§ **EXERCISE TASK A**:
Answer these questions from the btrfs statfs patch description, putting each answer on its own line and marking it (i), (ii) or (iii).
(i) What two shortcomings of the estimation by btrfs_calc_avail_data_space() does the patch description list?
(ii) Under what condition can the metadata virtual chunk allocation step be skipped?
(iii) In the benchmark disk layout, which profiles are used for metadata and for data?
§ **EXERCISE TASK B**: Write the next part of the btrfs statfs patch description, starting after its final sentence about the worst case for RAID5.

[v3,3/3] btrfs: statfs: Use virtual chunk allocation to calculation available data space

Although btrfs_calc_avail_data_space() is trying to do an estimation
on how many data chunks it can allocate, the estimation is far from
perfect:

- Metadata over-commit is not considered at all
- Chunk allocation doesn't take RAID5/6 into consideration

Although current per-profile available space itself is not able to
handle metadata over-commit itself, the virtual chunk infrastructure can
be re-used to address above problems.

This patch will change btrfs_calc_avail_data_space() to do the following
things:
- Do metadata virtual chunk allocation first
  This is to address the over-commit behavior.
  If current metadata chunks have enough free space, we can completely
  skip this step.

- Allocate data virtual chunks as many as possible
  Just like what we did in per-profile available space estimation.
  Here we only need to calculate one profile, since statfs() call is
  a relative cold path.

Now statfs() should be able to report near perfect estimation on
available data space, and can handle RAID5/6 better.

[BENCHMARK]
For the performance difference, here is the benchmark:
 Disk layout:
 - devid 1:	1G
 - devid 2:	2G
 - devid 3:	3G
 - devid 4:	4G
 - devid 5:	5G
 metadata:	RAID1
 data:		RAID5

 This layout should be the worst case for RAID5, as it can
 from 5 disks raid5 to 2 disks raid 5 with unusable space.

§ **EXTRACTED DATA**:
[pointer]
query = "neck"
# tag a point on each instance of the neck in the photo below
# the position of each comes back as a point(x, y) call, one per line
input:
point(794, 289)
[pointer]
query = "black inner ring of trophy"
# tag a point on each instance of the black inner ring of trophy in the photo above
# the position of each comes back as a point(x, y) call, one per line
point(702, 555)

==

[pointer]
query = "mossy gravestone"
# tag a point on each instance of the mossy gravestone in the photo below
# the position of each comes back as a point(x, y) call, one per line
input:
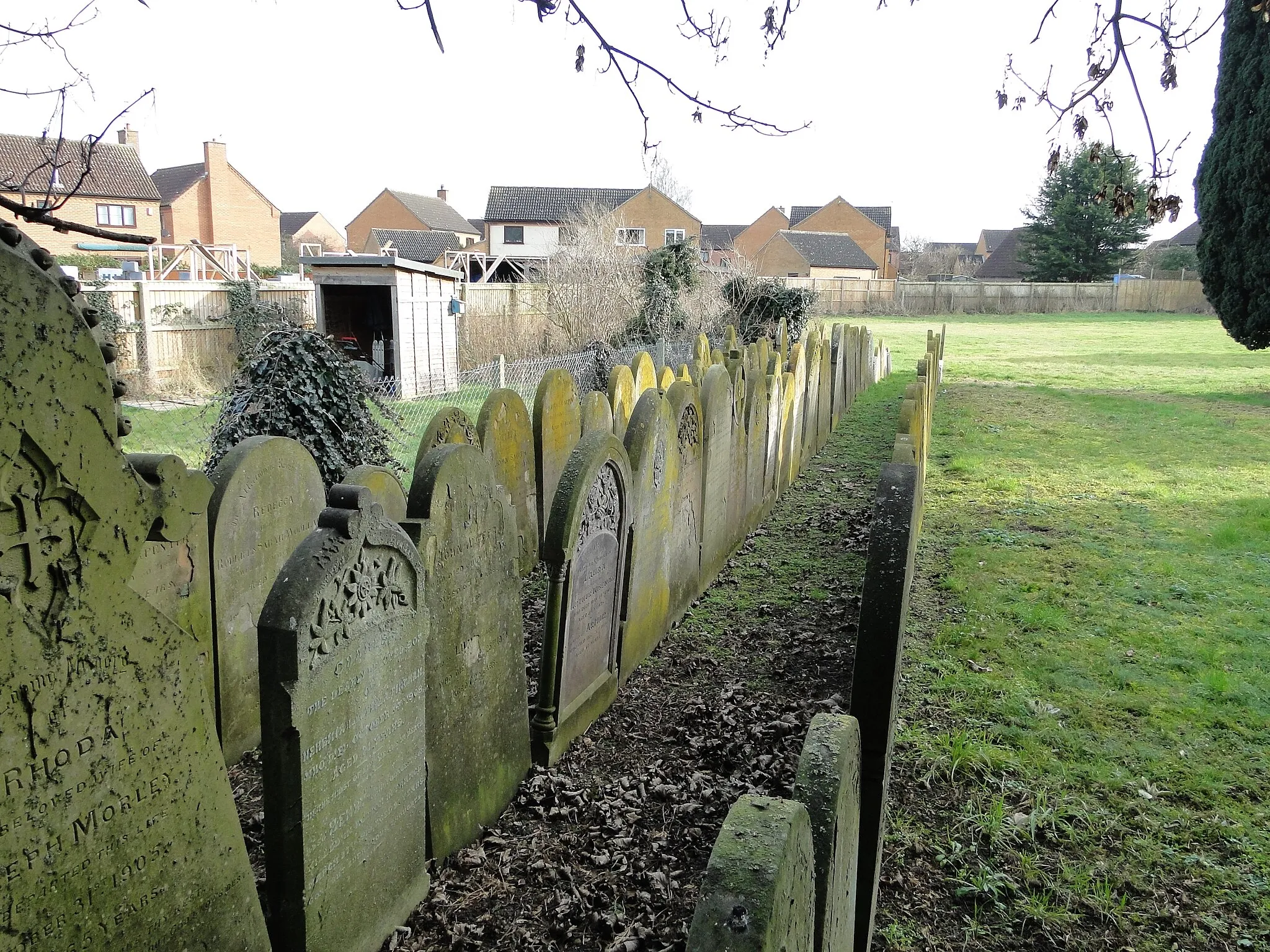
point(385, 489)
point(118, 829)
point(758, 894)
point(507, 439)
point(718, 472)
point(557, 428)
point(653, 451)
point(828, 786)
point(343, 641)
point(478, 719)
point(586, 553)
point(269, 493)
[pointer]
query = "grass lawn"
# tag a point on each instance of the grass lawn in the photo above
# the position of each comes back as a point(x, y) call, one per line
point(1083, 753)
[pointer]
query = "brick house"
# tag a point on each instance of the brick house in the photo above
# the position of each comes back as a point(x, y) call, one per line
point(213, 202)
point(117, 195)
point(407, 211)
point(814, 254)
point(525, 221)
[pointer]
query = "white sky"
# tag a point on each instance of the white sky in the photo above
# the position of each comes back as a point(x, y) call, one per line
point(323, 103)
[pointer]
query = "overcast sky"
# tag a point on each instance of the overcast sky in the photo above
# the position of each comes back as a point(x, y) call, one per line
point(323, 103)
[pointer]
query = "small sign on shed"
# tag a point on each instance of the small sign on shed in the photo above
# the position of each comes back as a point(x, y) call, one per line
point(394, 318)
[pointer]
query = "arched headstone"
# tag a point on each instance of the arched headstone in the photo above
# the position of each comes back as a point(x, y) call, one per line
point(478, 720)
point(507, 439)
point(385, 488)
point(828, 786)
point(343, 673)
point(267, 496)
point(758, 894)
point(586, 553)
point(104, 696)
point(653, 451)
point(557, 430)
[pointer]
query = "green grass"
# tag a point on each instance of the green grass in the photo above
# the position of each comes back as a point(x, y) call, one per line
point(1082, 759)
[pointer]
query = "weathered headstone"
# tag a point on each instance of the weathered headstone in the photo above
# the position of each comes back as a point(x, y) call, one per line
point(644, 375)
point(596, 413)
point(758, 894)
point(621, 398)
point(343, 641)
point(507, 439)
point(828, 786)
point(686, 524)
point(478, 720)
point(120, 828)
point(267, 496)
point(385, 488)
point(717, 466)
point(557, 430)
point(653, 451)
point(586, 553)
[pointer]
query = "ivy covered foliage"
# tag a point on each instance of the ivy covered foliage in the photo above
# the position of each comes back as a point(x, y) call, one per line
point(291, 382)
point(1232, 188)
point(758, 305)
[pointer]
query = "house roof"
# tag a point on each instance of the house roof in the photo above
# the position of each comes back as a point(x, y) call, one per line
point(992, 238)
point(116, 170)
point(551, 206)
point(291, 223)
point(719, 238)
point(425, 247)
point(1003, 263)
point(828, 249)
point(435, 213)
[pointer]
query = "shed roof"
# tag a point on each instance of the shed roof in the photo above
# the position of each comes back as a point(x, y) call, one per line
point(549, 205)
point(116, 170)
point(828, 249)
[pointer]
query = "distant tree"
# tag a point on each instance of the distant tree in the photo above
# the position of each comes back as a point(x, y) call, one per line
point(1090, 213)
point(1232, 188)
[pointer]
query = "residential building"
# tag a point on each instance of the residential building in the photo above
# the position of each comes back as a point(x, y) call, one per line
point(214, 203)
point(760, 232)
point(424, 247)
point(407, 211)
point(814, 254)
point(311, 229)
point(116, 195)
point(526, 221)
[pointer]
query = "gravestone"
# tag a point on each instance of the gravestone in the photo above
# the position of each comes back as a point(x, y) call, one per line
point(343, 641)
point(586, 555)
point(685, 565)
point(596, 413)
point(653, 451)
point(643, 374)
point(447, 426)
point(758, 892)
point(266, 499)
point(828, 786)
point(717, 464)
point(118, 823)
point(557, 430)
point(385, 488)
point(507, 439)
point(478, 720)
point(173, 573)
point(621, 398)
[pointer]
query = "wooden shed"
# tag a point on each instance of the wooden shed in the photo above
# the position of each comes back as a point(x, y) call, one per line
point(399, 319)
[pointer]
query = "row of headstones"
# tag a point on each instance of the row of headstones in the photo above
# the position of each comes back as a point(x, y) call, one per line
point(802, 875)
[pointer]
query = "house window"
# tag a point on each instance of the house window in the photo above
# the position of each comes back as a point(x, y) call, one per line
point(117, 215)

--

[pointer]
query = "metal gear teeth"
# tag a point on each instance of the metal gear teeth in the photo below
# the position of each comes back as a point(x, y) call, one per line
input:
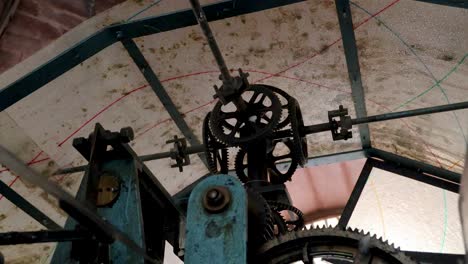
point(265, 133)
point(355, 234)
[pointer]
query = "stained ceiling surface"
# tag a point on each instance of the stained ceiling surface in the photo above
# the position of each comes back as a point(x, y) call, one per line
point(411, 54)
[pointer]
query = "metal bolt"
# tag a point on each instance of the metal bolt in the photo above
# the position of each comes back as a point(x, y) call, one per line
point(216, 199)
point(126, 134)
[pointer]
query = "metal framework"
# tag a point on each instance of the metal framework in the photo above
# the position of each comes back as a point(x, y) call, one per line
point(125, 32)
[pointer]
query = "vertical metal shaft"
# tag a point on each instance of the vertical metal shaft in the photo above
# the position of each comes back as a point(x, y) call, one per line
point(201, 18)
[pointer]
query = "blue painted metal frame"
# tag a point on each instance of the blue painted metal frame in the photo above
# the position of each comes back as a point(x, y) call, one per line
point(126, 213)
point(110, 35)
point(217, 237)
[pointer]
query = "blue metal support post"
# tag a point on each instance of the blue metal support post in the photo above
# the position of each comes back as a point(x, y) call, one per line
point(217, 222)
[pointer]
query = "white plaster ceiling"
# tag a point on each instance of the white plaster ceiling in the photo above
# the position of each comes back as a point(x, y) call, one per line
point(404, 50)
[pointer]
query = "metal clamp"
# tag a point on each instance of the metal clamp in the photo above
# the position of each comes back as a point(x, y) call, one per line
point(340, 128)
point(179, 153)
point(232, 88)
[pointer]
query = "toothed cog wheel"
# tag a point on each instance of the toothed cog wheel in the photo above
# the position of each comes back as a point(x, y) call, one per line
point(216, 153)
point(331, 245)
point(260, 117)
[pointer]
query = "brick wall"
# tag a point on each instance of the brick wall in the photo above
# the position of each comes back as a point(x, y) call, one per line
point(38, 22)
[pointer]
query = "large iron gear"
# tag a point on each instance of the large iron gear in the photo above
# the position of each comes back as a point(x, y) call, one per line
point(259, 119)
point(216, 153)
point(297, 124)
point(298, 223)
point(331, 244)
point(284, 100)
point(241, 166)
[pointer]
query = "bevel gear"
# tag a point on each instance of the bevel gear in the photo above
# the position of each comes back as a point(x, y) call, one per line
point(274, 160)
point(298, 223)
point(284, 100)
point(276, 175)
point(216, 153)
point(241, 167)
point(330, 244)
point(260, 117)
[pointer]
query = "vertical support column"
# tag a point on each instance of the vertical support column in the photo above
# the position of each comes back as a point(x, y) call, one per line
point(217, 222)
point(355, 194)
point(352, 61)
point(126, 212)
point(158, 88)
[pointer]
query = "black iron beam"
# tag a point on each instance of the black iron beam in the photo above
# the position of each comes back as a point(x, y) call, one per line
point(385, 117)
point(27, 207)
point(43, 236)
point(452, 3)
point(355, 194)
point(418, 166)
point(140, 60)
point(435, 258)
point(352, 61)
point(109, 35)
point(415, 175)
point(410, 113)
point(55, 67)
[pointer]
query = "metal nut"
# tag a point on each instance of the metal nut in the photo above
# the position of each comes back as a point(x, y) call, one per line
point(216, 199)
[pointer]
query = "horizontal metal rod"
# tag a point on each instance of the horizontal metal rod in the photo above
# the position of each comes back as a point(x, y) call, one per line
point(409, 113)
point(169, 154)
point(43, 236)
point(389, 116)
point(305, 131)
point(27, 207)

§ **EXERCISE ANSWER A**:
(i) Metadata over-commit is not considered at all, and chunk allocation doesn't take RAID5/6 into consideration.
(ii) It can be skipped when the current metadata chunks have enough free space.
(iii) Metadata uses RAID1, and data uses RAID5.

§ **EXERCISE ANSWER B**:
 Then use ftrace to trace the execution time of btrfs_statfs() after
 allocating 1G data chunk. Both have 12 samples.
				avg		std
 Patched:			17.59 us	7.04
 WIthout patch (v5.5-rc2):	14.98 us	6.16

When the fs is cold, there is a small performance for this particular
case, as we need to do several more iterations to calculate correct
RAID5 data space.
But it's still pretty good, and won't block chunk allocator for any
observable time.

When the fs is hot, the performance bottleneck is the chunk_mutex, where
the most common and longest holder would be __btrfs_chunk_alloc().
In that case, we may sleep much longer as __btrfs_chunk_alloc() can
trigger IO.

Since the new implementation is not observable slower than the old one,
and won't cause meaningful delay for chunk allocator, it should be more
or less OK.

Signed-off-by: Qu Wenruo <wqu@suse.com>
---
 fs/btrfs/super.c   | 190 ++++++++++++++++-----------------------------
 fs/btrfs/volumes.c |  12 +--
 fs/btrfs/volumes.h |   4 +
 3 files changed, 79 insertions(+), 127 deletions(-)

Message ID	20200106061343.18772-4-wqu@suse.com (mailing list archive)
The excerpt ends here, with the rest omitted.